**Dataset:**
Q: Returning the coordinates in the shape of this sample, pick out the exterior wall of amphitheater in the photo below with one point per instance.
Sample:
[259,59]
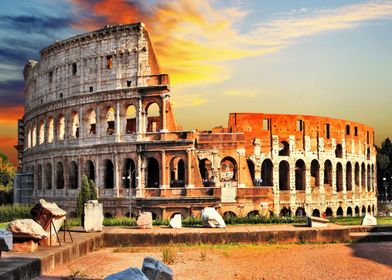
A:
[97,104]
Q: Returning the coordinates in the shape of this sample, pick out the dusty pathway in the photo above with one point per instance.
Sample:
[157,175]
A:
[309,261]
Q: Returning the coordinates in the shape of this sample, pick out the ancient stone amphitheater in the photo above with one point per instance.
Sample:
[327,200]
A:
[97,104]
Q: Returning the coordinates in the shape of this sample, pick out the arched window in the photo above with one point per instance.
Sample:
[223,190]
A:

**Work to be completed:** Can you rewrite this entire listing, requests included, shifting every coordinate in the answers by adding 71 while keeping the sample coordinates unchanged? Leave the picture out of your version.

**Result of the task:**
Q: Returning the coordinates in the shape of this sample, pick out the exterior wall of amphitheater in the photo below with one point per instance.
Sample:
[259,59]
A:
[168,175]
Q: Returning the coordinates in the shape of this sample, pick out the dusty pathway in the photo above with one point per instance.
Sample:
[157,175]
A:
[380,332]
Q: Returning the coordinates in the shape of this sample, pick out the ancient stone amphitheater in the photo above with one point per instance.
Sample:
[327,200]
A:
[168,175]
Q: Returning the coordinates in the shape of this sample, pick out the arched window in the photo above with one point per instance.
Sample:
[223,190]
A:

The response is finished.